• Page extract
Al reunites with Cristalina Nieto (Vilma Santos), a former childhood friend who's now working for the government agency POPCOM (Commission on Population and Development) running a family planning center in town, though only on a temporary basis. She invites him to her home for dinner so he can meet her widowed mother, Gloria (Delia Razon), and local priest and family friend Father Ocampo (Jaime Fabregas). While Ocampo is incredibly progressive and open-minded for a priest, her mother is old-fashioned and superstitious, talks to her dead sister and doesn't quite understand the younger generation's approach to relationships and sex, nor is she fully behind her daughter's line of work. She also doesn't try to hide the fact she'd prefer Cristy hook up with army lieutenant Jaime Alvarez (Juan Rodrigo) instead of spending time with Al.
Cristy is so popular she even has a third admirer who has yet to make themselves known. Unfortunately, that one's a pervert who likes making obscene phones in a dead end subplot that feels completely superfluous. While she has her options, Cristy is extremely independent and goal driven, not in any hurry to settle down and likes her job because it gives her the ability to travel. Winning over her affections and getting her to stay put won't be easy, but Al is determined and manages to get his foot in the door pretty quickly.

• Supplied material
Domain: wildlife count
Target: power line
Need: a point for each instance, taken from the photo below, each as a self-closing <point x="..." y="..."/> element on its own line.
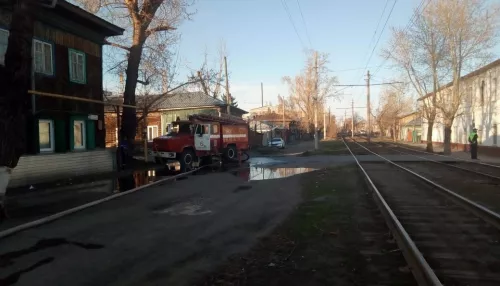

• Brief 1
In the film review, whom does Gloria want her daughter to pair up with instead of Al?
• Brief 2
Resume the film review about Al and Cristy at the point where it stops.

• Exercise output 1
Army lieutenant Jaime Alvarez.

• Exercise output 2
Though Cristy makes a living educating people about safe sex and birth control, she ends up getting caught up in the heat of passion and has unprotected sex with Al. Even so, she's not entirely set on him as a boyfriend just yet. Instead, she dives headfirst into her work. Deciding to stay in the area for awhile and expand her outreach program to remote areas on the outskirts of town, she enlists the aid of Basilio "Ilyong" Valdemor (Eddie Infante), a former zarzuela (musical comedy) actor turned town drunk after the love of his life was massacred by Japanese soldiers during the WWII occupation, to help spread the message to locals using bawdy comedy sketches. Al is supposed to help them out, but finds himself swept up in something else instead...
Returning to his mother's grave, Al runs across a demure, pretty young woman named Auring (Rio Locsin) visiting her parent's gave. Though she's hardly an open book and offers up few insights into her life, he becomes immediately infatuated with her. She claims to live by herself in a nearby house in the woods, which instantly piques his interest because the area is so obviously dangerous. What is a girl like that doing in a place like this all by herself? The two spending several nights together naturally doesn't sit too well with Cristy, who's since decided that she's also in love with him (and is also now carrying his baby), which sends the film into love triangle territory, only with one of the participants obviously being a ghost.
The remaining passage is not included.